TASK BRIEF =
Repeat each record below exactly as given.

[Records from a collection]
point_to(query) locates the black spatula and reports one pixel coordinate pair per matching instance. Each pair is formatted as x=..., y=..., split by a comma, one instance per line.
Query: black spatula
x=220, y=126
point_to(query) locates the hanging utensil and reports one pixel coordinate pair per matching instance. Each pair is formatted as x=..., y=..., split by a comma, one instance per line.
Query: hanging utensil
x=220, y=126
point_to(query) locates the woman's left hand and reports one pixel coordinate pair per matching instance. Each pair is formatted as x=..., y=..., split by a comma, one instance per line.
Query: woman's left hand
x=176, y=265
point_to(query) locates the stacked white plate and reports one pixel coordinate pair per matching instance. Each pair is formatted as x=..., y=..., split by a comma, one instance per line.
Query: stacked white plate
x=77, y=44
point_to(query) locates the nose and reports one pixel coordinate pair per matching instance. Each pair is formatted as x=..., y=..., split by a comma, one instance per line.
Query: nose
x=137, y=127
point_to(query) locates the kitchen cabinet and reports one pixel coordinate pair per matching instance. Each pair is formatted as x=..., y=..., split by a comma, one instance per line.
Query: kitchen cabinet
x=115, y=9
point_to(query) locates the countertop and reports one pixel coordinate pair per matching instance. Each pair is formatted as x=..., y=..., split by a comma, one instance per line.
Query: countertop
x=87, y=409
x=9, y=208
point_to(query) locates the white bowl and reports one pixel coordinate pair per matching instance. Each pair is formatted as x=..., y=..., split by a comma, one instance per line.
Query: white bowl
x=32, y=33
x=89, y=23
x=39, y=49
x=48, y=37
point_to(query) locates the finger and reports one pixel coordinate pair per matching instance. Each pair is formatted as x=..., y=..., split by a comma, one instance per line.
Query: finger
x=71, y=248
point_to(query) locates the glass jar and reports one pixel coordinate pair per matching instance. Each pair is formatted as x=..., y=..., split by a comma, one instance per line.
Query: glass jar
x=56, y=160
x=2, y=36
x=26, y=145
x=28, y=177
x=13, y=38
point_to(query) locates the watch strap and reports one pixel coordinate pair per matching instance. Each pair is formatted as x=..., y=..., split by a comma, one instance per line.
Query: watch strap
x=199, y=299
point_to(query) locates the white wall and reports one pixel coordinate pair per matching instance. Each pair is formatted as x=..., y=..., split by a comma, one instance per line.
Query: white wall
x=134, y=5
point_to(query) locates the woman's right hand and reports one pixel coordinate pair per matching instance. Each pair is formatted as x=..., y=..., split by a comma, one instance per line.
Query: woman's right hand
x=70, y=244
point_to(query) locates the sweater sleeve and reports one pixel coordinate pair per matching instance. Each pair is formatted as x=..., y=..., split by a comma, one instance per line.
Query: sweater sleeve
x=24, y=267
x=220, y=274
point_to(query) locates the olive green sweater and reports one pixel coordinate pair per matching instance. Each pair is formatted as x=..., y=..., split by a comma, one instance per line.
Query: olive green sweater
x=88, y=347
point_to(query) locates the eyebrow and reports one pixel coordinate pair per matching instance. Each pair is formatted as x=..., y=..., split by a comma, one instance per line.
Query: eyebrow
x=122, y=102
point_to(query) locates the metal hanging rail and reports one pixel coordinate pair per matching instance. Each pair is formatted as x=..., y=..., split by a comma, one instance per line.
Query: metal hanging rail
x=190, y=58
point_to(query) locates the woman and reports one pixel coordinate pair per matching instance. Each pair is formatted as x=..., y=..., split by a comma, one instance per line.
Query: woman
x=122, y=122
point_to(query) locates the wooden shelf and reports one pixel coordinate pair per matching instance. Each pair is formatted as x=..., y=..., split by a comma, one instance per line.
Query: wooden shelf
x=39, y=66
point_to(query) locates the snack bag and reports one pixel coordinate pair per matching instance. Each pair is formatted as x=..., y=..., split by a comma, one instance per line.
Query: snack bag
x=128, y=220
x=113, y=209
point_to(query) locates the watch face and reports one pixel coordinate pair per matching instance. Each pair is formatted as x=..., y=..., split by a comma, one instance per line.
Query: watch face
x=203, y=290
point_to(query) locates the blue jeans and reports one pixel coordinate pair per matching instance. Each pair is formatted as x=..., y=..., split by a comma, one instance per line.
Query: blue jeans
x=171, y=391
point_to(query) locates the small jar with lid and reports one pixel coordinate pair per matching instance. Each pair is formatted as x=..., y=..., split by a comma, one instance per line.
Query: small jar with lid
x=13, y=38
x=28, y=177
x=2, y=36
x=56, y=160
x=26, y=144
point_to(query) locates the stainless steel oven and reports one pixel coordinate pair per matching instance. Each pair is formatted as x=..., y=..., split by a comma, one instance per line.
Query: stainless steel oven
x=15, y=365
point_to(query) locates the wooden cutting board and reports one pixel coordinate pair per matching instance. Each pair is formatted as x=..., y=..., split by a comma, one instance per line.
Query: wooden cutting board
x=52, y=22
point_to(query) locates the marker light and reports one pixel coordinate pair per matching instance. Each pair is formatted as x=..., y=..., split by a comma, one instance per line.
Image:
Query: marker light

EXERCISE OUTPUT =
point_to(query) locates the black spatula and reports one pixel coordinate pair per matching instance. Each pair is formatted as x=..., y=..., split by a comma, one instance per line.
Query: black spatula
x=220, y=126
point_to(query) locates the hanging utensil and reports one pixel coordinate pair per matching instance. Each pair is formatted as x=..., y=..., split by a comma, one instance per line.
Query: hanging utensil
x=220, y=126
point_to(query) locates the woman's left hand and reports one pixel coordinate pair per matching instance. Each pair is formatted as x=..., y=..., split by a comma, one instance per line.
Query: woman's left hand
x=176, y=265
point_to(query) locates the stacked white plate and reports one pixel coordinate pair per matching instance. Each pair is formatted as x=..., y=..., split by a comma, one instance per line.
Query: stacked white plate
x=77, y=44
point_to(query) locates the nose and reports one pixel coordinate pair per matching instance. Each pair is formatted as x=..., y=..., split by a comma, one instance per line.
Query: nose
x=137, y=127
point_to(query) locates the kitchen cabinet and reports one pixel coordinate pair per matching instance. Each pair is formatted as x=..., y=..., split by a comma, one instance per line.
Query: kitchen cabinet
x=115, y=9
point_to(query) locates the countertop and reports one pixel coordinate pair per matching instance. Each pair is formatted as x=..., y=..., split by a comma, one instance per line.
Query: countertop
x=87, y=409
x=9, y=208
point_to(query) locates the white bowl and reports one pixel coordinate pair per matching instance. Each pair is formatted as x=..., y=..., split by a comma, one instance per line.
Query: white bowl
x=32, y=33
x=89, y=23
x=39, y=49
x=48, y=37
point_to(query) locates the finger and reports one pixel coordinate pair per matching instance. Each pair is formatted as x=..., y=..., split by a comma, one instance per line.
Query: finger
x=71, y=248
point_to(query) locates the glass jar and reports one pixel coordinate pair per matching instance. Each pair is formatted as x=..., y=..., split by a comma, one instance per line.
Query: glass jar
x=56, y=160
x=2, y=36
x=26, y=145
x=28, y=177
x=13, y=38
point_to(query) locates the watch strap and reports one pixel coordinate pair per matching instance. Each pair is formatted as x=..., y=..., split by a comma, one instance per line.
Query: watch strap
x=199, y=299
point_to(query) locates the white wall and reports one pixel coordinate pair per matching instance. Each pair is formatted as x=..., y=..., split by a comma, one instance per line.
Query: white wall
x=134, y=5
point_to(query) locates the woman's right hand and reports one pixel coordinate pair per matching instance. Each pair is formatted as x=..., y=..., split by a comma, one instance per line.
Query: woman's right hand
x=70, y=244
point_to(query) locates the sweater sleeve and reports one pixel coordinate pair per matching instance. Each pair is formatted as x=..., y=..., split by a comma, one instance per line.
Query: sweater sleeve
x=24, y=267
x=220, y=274
point_to(query) locates the olive green sweater and reports one pixel coordinate pair per matching instance. Each pair is formatted as x=..., y=..., split by a comma, one instance per line.
Query: olive green sweater
x=88, y=347
point_to(query) locates the eyebrow and reports one pixel coordinate pair per matching instance. Each pair is formatted as x=..., y=..., split by a comma, one instance per line.
Query: eyebrow
x=122, y=102
point_to(query) locates the metal hanging rail and reports one pixel coordinate pair per matching instance. Each pair is formatted as x=..., y=..., split by a comma, one instance per line.
Query: metal hanging rail
x=190, y=58
point_to(query) locates the woman and reports one pixel coordinate pair per matching instance. Each pair is formatted as x=..., y=..., split by a comma, one instance per line.
Query: woman
x=122, y=122
point_to(query) locates the wooden shelf and reports one pixel coordinate pair per matching instance. Each pair is formatted as x=..., y=..., split by a comma, one instance per line.
Query: wooden shelf
x=39, y=66
point_to(query) locates the snack bag and reports one pixel coordinate pair per matching instance. Each pair is formatted as x=..., y=..., split by a comma, one instance per line.
Query: snack bag
x=128, y=220
x=113, y=209
point_to(query) locates the watch face and reports one pixel coordinate pair per matching instance. Each pair is formatted as x=..., y=..., split by a comma, one instance per line.
Query: watch face
x=203, y=290
point_to(query) locates the blue jeans and reports one pixel coordinate pair per matching instance. Each pair is formatted as x=..., y=..., split by a comma, one instance per line.
Query: blue jeans
x=171, y=391
point_to(query) locates the small jar with lid and reports one pixel coordinate pair per matching instance. Each pair is formatted as x=..., y=..., split by a comma, one instance per line.
Query: small jar with lid
x=13, y=38
x=28, y=177
x=2, y=36
x=56, y=160
x=26, y=144
point_to(query) locates the stainless steel oven and reports one pixel coordinate pair per matching instance. Each pair is formatted as x=..., y=..., split by a comma, one instance per line.
Query: stainless steel oven
x=15, y=365
point_to(query) locates the wooden cutting board and reports one pixel coordinate pair per matching instance. Each pair is formatted as x=..., y=..., split by a comma, one instance per line.
Query: wooden cutting board
x=52, y=22
point_to(query) locates the marker light and reports one pixel coordinate pair per matching instance. Each pair is formatted as x=..., y=..., split by a comma, one instance per line.
Image:
Query: marker light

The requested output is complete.